# START OF INPUT FOR THIS TASK

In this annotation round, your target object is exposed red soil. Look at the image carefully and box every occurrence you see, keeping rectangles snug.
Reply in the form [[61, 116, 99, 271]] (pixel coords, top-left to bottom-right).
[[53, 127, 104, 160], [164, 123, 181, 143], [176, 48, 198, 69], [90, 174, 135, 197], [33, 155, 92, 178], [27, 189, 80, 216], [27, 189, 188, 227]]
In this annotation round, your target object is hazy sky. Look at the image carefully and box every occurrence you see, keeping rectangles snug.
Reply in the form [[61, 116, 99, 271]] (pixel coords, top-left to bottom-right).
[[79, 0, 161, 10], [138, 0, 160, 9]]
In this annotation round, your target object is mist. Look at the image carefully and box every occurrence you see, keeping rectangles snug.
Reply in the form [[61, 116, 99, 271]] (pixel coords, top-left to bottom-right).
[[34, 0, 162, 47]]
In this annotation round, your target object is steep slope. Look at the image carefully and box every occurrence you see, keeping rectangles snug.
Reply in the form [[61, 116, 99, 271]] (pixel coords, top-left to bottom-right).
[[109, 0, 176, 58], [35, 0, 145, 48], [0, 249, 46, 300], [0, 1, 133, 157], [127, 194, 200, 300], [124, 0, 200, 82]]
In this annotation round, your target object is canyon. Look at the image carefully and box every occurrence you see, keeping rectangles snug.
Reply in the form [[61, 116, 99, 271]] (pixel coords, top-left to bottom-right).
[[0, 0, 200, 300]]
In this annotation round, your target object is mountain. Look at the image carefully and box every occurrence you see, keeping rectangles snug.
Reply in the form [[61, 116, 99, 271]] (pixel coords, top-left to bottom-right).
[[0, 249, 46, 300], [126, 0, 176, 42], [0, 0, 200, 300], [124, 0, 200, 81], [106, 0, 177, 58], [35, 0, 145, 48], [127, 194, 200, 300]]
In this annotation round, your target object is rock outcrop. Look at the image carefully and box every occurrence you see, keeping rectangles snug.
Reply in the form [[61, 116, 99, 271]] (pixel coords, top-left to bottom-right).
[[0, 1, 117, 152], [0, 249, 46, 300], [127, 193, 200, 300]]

# END OF INPUT FOR THIS TASK

WORK REQUIRED — Collect every line of the rows above that contains the string "canyon", matching case exactly.

ANSWER FOR THIS EXERCISE —
In this annotation round, your target object is canyon. Look at the image carefully and box every occurrence you see, keeping rectangles snug.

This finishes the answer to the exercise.